• Aufgaben und Übungen:
[1] Ändern Sie in der Rezension zu AMORPHIS den Abschnitt von „AMORPHIS - Das“ bis einschließlich „musste tief graben.“, indem Sie „Mission“ durch „Aufgabe“ ersetzen, und geben Sie ihn so wieder.
[2] Setzen Sie die Rezension des AMORPHIS-Albums „Queen of Time“ im Anschluss an ihren letzten Satz fort.

• Vorliegender Text:
^^^^

AMORPHIS - Das 'Queen Of Time' Gangbang-Review

AMORPHIS macht es einem aber auch nicht leicht! Als zugegebenermaßen großer Fan hatte ich bei der Herangehensweise für dieses Album eine Mission: Nicht alles direkt in den Himmel loben, kritisch sein, jede Kleinigkeit bemängeln. Schwächen gibt es immer und überall und kaum jemand schafft es, hohe Qualität auf durchgehendem Level wieder und wieder rauszuhauen. Aber wie gesagt: AMORPHIS macht es einem nicht leicht. Trotzdem, ich habe da was gefunden. Wenn Kritik auch zu viel gesagt wäre. Es sind lediglich Anmerkungen. Und ich musste tief graben.

Dass AMORPHIS keine halben Sachen macht, wenn da wieder was Neues kommt, darüber muss erst gar nicht diskutiert werden. Dass man sich wieder und wieder freut, diese großartige Mischung aus finnischer Melancholie und treibendem Druck um die Ohren gepfeffert zu bekommen, ist ebenfalls kein Geheimnis. Darf sich eine derartige Gangart überhaupt verändern oder muss die Band immer die gleiche Basis bespielen, jeder neue Release unweigerlich und unverfälscht AMORPHIS sein? Wir sind ja oft genug dahingehend verwöhnt, dass eine Truppe immer so klingt, wie sie klingen soll. Nein, nein, ich will hier keine Angst verbreiten. AMORPHIS klingt auch auf dem neuen Longplayer eindeutig und immerwährend so, wie sie sein sollte. Aber ich möchte auch behaupten, dass „Queen of Time“ die Vorgänger-Releases in Sachen Abwechslungsreichtum und Mut zu Neuem durchaus überholt hat. Aber auch, was Stimmigkeit und Niveau angeht.

Dabei haben sie dieses Mal mehr Elemente, mehr waghalsige Intermezzi als wohl auf sonst einem Album zu verbuchen. (Obwohl man durchaus Ansätze auch schon von früher kennt, wird hier dann doch noch mal ordentlich intensiviert). Die Dichte an kraftvoll gepeitschten, schnell und mit Druck herausgeschlagenen Tracks ist kaum zu toppen und die Momente der Verschnaufpause gelingen wohl weniger durch ein Herabsenken des Tempos als vielmehr durch eine bestimmte Art von „easy listening“ in dem ein oder anderen Teilstück eines Songs. Mal hier, mal da, fehlt diese melancholische Spannung und driftet ab zu einer durchaus hörenswerten, aber dennoch nach 0815 vorgebastelt klingender Passage. Allerdings soll man nicht dem Irrtum verfallen, dass die Finnen schwächeln. Kaum dass man sich auf das plätschernde Niveau herablässt, reißen AMORPHIS das Ruder herum und schrauben an ein Setzbaukasten-Standard-Intro einen nahezu göttlichen Refrain oder setzen durch eine vollkommen klischeebefreite und absolut stimmige zweite Vokalistin noch einen drauf.

^^^^

• Ausgewählte Datensätze:
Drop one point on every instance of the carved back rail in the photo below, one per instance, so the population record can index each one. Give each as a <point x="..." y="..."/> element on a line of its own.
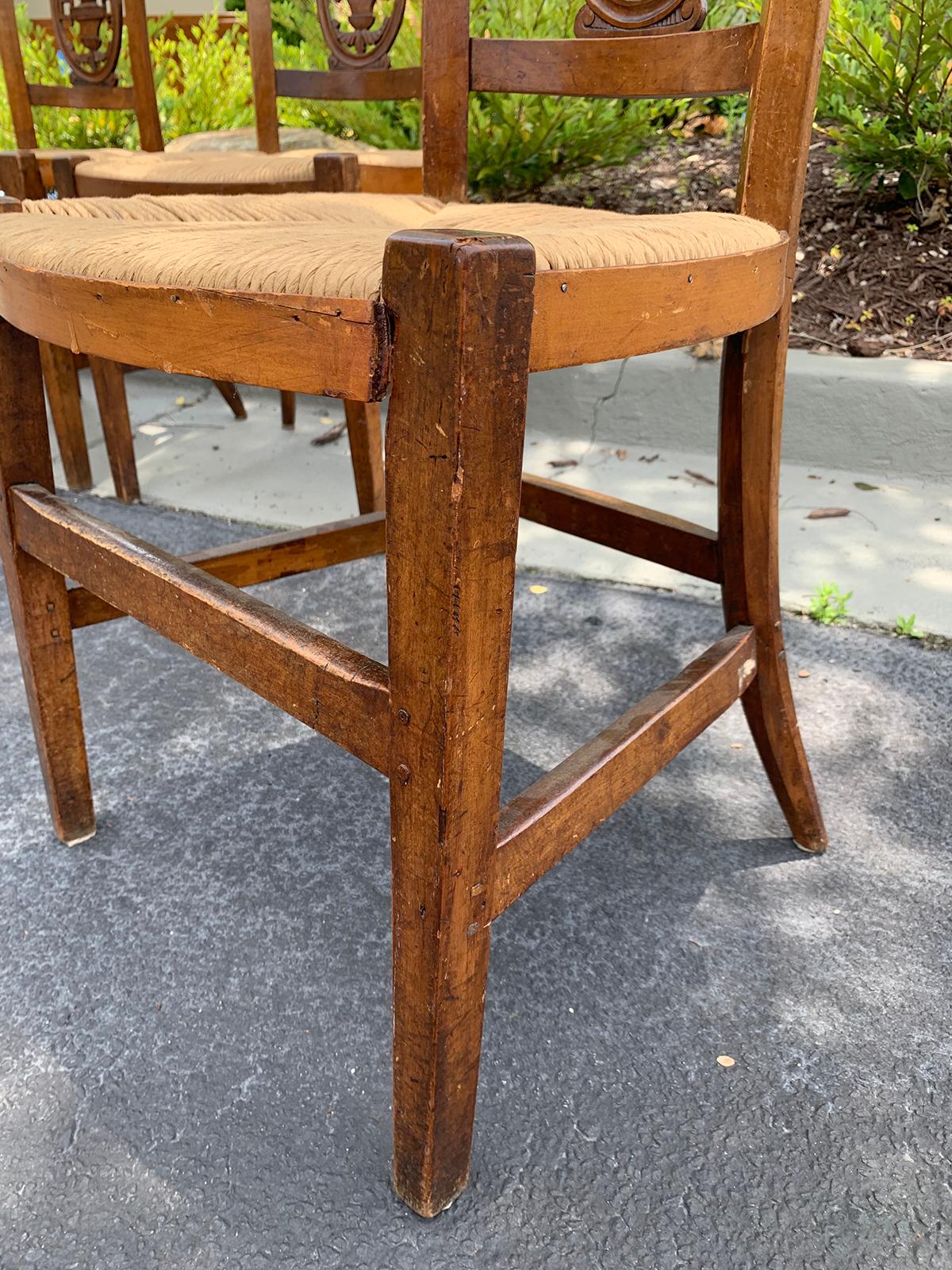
<point x="359" y="36"/>
<point x="639" y="48"/>
<point x="89" y="37"/>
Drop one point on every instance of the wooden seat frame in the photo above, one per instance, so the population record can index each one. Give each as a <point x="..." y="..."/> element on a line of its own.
<point x="463" y="321"/>
<point x="25" y="175"/>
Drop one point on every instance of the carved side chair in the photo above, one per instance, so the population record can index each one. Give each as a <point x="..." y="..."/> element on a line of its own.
<point x="450" y="308"/>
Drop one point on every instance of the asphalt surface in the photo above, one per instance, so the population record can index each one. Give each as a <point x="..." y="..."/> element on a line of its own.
<point x="194" y="1006"/>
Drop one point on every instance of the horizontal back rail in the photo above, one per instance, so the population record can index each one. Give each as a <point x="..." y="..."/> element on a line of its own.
<point x="82" y="97"/>
<point x="244" y="564"/>
<point x="697" y="64"/>
<point x="393" y="84"/>
<point x="310" y="676"/>
<point x="555" y="814"/>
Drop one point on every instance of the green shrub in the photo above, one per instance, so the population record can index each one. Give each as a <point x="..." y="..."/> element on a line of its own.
<point x="75" y="130"/>
<point x="888" y="92"/>
<point x="298" y="44"/>
<point x="202" y="78"/>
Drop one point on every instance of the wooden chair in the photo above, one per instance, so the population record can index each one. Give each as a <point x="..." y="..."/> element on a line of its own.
<point x="451" y="314"/>
<point x="365" y="75"/>
<point x="29" y="171"/>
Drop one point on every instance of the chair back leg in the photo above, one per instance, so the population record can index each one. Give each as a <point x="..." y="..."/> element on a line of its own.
<point x="752" y="410"/>
<point x="63" y="391"/>
<point x="38" y="601"/>
<point x="109" y="383"/>
<point x="365" y="432"/>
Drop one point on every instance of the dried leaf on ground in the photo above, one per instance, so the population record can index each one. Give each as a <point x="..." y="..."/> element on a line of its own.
<point x="325" y="438"/>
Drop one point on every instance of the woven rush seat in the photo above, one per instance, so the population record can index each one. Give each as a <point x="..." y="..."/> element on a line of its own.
<point x="332" y="245"/>
<point x="108" y="171"/>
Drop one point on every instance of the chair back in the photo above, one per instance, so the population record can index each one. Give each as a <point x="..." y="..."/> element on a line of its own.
<point x="359" y="38"/>
<point x="639" y="48"/>
<point x="88" y="36"/>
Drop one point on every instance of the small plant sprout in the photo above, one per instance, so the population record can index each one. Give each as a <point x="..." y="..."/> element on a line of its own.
<point x="905" y="626"/>
<point x="828" y="605"/>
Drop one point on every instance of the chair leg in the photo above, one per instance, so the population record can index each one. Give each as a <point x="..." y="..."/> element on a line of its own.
<point x="67" y="410"/>
<point x="109" y="383"/>
<point x="455" y="438"/>
<point x="289" y="406"/>
<point x="38" y="603"/>
<point x="363" y="427"/>
<point x="752" y="413"/>
<point x="232" y="398"/>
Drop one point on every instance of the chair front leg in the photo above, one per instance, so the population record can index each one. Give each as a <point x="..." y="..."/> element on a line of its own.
<point x="463" y="308"/>
<point x="37" y="595"/>
<point x="752" y="413"/>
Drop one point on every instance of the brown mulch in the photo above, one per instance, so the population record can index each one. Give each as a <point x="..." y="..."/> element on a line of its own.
<point x="875" y="273"/>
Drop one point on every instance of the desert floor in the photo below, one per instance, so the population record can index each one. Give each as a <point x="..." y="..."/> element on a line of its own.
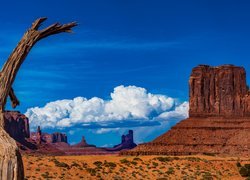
<point x="131" y="167"/>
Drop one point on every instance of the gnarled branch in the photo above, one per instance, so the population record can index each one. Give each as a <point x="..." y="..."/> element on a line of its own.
<point x="30" y="38"/>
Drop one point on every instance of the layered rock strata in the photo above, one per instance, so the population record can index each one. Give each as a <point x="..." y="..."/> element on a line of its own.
<point x="219" y="121"/>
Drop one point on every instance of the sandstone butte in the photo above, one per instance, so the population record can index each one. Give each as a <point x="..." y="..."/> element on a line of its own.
<point x="219" y="117"/>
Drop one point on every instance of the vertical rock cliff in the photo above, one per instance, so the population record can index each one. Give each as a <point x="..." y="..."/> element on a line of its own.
<point x="219" y="117"/>
<point x="217" y="91"/>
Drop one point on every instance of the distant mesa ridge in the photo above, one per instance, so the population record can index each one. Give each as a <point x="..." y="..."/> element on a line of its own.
<point x="17" y="126"/>
<point x="127" y="142"/>
<point x="219" y="117"/>
<point x="218" y="91"/>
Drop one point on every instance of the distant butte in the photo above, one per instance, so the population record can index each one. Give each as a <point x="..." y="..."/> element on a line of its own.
<point x="219" y="117"/>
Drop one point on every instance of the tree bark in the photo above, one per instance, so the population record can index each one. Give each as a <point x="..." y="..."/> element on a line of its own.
<point x="11" y="166"/>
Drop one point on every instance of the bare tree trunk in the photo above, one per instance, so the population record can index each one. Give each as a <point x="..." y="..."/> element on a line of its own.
<point x="11" y="166"/>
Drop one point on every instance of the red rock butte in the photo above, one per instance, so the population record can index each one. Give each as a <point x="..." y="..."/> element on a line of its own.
<point x="219" y="117"/>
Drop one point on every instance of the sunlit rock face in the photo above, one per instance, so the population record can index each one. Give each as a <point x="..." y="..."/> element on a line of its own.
<point x="219" y="121"/>
<point x="17" y="125"/>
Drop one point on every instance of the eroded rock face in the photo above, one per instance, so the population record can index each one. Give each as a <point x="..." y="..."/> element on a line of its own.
<point x="56" y="137"/>
<point x="83" y="143"/>
<point x="217" y="91"/>
<point x="219" y="117"/>
<point x="127" y="142"/>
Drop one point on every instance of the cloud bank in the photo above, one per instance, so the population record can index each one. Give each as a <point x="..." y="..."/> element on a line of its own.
<point x="128" y="105"/>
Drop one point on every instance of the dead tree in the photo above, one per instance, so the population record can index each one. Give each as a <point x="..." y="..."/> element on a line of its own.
<point x="11" y="166"/>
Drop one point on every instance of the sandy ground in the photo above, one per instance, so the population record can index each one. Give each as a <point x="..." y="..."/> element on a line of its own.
<point x="131" y="167"/>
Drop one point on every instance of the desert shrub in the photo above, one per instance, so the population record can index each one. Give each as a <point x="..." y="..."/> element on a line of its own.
<point x="137" y="159"/>
<point x="134" y="163"/>
<point x="91" y="171"/>
<point x="111" y="165"/>
<point x="98" y="163"/>
<point x="193" y="159"/>
<point x="155" y="164"/>
<point x="207" y="176"/>
<point x="74" y="164"/>
<point x="238" y="164"/>
<point x="244" y="172"/>
<point x="37" y="169"/>
<point x="163" y="159"/>
<point x="60" y="164"/>
<point x="209" y="154"/>
<point x="125" y="161"/>
<point x="122" y="170"/>
<point x="170" y="171"/>
<point x="46" y="175"/>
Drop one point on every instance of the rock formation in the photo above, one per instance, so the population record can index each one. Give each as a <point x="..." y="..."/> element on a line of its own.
<point x="219" y="121"/>
<point x="127" y="142"/>
<point x="16" y="125"/>
<point x="56" y="137"/>
<point x="83" y="143"/>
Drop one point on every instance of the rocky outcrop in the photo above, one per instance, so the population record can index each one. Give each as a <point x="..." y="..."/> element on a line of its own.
<point x="83" y="143"/>
<point x="127" y="142"/>
<point x="16" y="125"/>
<point x="59" y="137"/>
<point x="56" y="137"/>
<point x="217" y="91"/>
<point x="219" y="121"/>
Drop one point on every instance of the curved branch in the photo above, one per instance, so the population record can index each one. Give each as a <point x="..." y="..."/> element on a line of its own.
<point x="19" y="54"/>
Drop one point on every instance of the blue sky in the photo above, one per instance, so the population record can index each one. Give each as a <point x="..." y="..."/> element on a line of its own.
<point x="142" y="43"/>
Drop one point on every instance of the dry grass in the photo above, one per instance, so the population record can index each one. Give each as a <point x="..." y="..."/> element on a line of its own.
<point x="141" y="167"/>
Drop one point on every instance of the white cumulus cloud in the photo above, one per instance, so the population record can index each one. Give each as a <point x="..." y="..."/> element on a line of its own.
<point x="127" y="103"/>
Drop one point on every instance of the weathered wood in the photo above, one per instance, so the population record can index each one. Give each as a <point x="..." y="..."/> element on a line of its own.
<point x="11" y="166"/>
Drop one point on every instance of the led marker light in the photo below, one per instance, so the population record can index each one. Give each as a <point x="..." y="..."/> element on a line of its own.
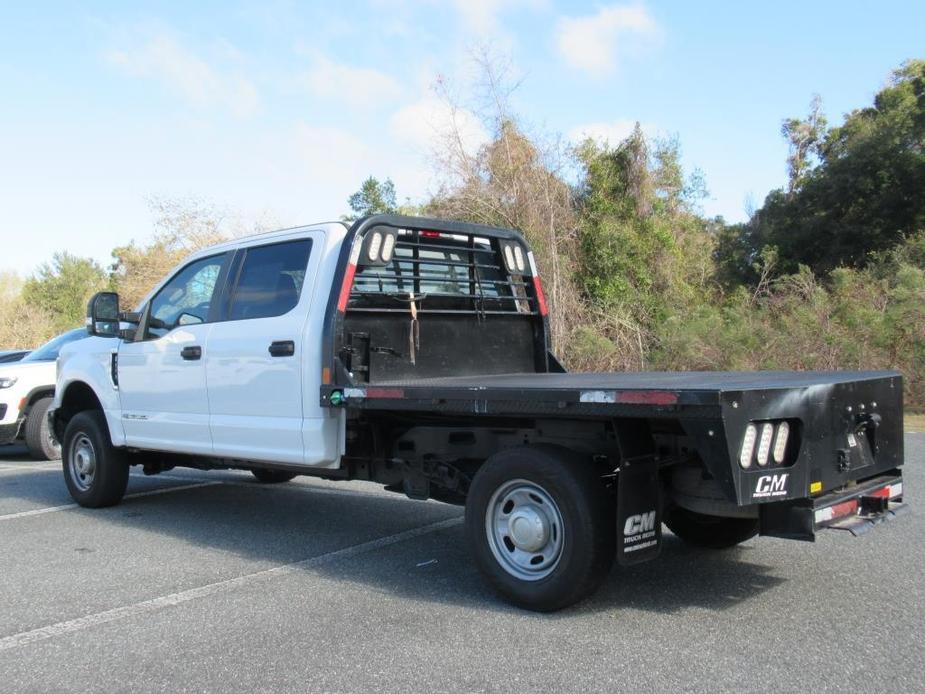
<point x="375" y="243"/>
<point x="780" y="442"/>
<point x="764" y="446"/>
<point x="519" y="258"/>
<point x="387" y="247"/>
<point x="509" y="258"/>
<point x="748" y="446"/>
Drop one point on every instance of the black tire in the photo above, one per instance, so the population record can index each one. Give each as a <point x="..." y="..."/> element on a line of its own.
<point x="710" y="532"/>
<point x="40" y="439"/>
<point x="586" y="553"/>
<point x="266" y="476"/>
<point x="87" y="434"/>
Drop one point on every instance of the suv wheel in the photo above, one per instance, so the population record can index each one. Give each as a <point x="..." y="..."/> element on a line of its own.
<point x="40" y="439"/>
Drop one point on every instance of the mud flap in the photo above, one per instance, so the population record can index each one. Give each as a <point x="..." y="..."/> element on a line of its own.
<point x="639" y="511"/>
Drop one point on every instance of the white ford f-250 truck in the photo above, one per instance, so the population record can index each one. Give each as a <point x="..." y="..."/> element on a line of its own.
<point x="415" y="352"/>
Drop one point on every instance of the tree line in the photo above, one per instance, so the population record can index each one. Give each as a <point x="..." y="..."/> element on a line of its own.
<point x="828" y="273"/>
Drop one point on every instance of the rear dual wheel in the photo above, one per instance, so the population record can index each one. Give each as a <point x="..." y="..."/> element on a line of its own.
<point x="540" y="525"/>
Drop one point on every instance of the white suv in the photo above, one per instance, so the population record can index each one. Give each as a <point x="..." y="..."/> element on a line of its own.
<point x="27" y="388"/>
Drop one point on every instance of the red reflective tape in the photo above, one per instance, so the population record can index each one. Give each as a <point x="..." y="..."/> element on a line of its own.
<point x="346" y="287"/>
<point x="540" y="296"/>
<point x="647" y="397"/>
<point x="844" y="508"/>
<point x="389" y="393"/>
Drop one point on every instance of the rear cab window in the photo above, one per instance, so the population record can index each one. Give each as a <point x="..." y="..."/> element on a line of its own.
<point x="270" y="280"/>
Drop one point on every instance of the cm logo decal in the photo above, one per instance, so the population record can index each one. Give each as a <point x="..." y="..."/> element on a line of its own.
<point x="771" y="485"/>
<point x="640" y="523"/>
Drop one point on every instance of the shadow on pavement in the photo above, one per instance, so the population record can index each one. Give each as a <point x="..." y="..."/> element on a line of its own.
<point x="283" y="524"/>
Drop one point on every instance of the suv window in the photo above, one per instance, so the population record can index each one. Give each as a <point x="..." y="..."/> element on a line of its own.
<point x="270" y="281"/>
<point x="49" y="351"/>
<point x="186" y="298"/>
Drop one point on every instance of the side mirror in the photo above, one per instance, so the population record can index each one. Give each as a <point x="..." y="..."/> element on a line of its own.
<point x="103" y="315"/>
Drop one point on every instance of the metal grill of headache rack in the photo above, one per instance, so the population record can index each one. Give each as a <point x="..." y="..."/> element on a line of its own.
<point x="446" y="273"/>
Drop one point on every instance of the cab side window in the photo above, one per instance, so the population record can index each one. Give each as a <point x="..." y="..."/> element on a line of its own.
<point x="270" y="281"/>
<point x="186" y="298"/>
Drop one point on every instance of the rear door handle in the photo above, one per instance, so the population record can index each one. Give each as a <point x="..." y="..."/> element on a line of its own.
<point x="191" y="353"/>
<point x="282" y="348"/>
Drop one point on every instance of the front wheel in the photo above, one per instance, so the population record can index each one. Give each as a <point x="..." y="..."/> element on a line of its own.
<point x="540" y="525"/>
<point x="95" y="471"/>
<point x="711" y="532"/>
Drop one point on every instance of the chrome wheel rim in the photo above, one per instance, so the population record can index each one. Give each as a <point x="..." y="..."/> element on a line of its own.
<point x="525" y="530"/>
<point x="53" y="443"/>
<point x="82" y="462"/>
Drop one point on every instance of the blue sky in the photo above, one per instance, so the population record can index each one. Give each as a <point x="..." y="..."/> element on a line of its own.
<point x="275" y="111"/>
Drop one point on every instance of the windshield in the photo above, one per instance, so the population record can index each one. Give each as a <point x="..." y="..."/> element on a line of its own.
<point x="49" y="351"/>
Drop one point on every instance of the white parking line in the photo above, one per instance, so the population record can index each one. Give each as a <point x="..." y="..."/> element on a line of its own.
<point x="65" y="507"/>
<point x="146" y="606"/>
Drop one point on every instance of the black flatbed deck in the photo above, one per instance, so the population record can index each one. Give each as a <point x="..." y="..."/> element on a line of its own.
<point x="595" y="394"/>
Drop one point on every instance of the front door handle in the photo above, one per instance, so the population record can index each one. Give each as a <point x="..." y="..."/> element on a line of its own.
<point x="191" y="353"/>
<point x="282" y="348"/>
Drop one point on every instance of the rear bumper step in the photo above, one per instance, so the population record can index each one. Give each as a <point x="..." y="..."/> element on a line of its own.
<point x="856" y="509"/>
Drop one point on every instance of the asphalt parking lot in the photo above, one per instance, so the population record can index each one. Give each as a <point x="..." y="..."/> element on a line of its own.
<point x="209" y="582"/>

^^^^

• Gegebene Antworten:
[1]
AMORPHIS - Das 'Queen Of Time' Gangbang-Review

AMORPHIS macht es einem aber auch nicht leicht! Als zugegebenermaßen großer Fan hatte ich bei der Herangehensweise für dieses Album eine Aufgabe: Nicht alles direkt in den Himmel loben, kritisch sein, jede Kleinigkeit bemängeln. Schwächen gibt es immer und überall und kaum jemand schafft es, hohe Qualität auf durchgehendem Level wieder und wieder rauszuhauen. Aber wie gesagt: AMORPHIS macht es einem nicht leicht. Trotzdem, ich habe da was gefunden. Wenn Kritik auch zu viel gesagt wäre. Es sind lediglich Anmerkungen. Und ich musste tief graben.

[2]
Wo wir gerade beim Abwechslungsreichtum sind: Neben all den Elementen, derer sich AMORPHIS dieses Mal in ausgeprägterem Maße als sonst bedienen (chorale und orchestrale Unterstützung, eine vollkommen passende Zweitstimme, angejazzte sowie akustische Passagen), drängt sich mir doch auch die Affinität zu orientalisch angehauchten Klängen auf, die sich auch spätestens auf dem letzten Scheibchen abgezeichnet hatte, passt die Tonalität immerhin auch gar nicht schlecht zur Grundstimmung der Band. Unweigerlich fällt da die Nähe zu aufstrebenden Oriental Metal-Helden wie ORPHANED LAND oder MYRATH auf, was ich persönlich ohnehin nur begrüßen kann. Ob sich die Band nun allerdings Appetit woanders geholt, oder sich aus eigenen Ideen heraus in diese Richtung bewegt hat, dies liegt nicht an mir zu urteilen. Es klingt und passt, was will man mehr?

Was aber ist eigentlich mit den sowohl interessanten als auch ungewöhnlichen Abschweifungen a la Saxophon-Solo? Was mit dem Akustig-Intermezzo? Generell wurde man solotechnisch und bei In-Track-Einlagen recht erfinderisch und innovativ. Darf das so oder ist das schon zu viel des Experimentalismus? Lediglich eine Frage, in die Meute geworfen. Entscheidet selbst.

Für mich persönlich ein großes Album, das genau wegen dieser oben genannten Auffälligkeiten Stärke zeigt. Weil die Grundstimmung AMORPHIS ist, weil es kracht und durchmarschiert wie kaum ein anderes, weil es Mut beweist, auszuprobieren und dennoch bei den Wurzeln bleibt. Eine musikalische Höchstleistung.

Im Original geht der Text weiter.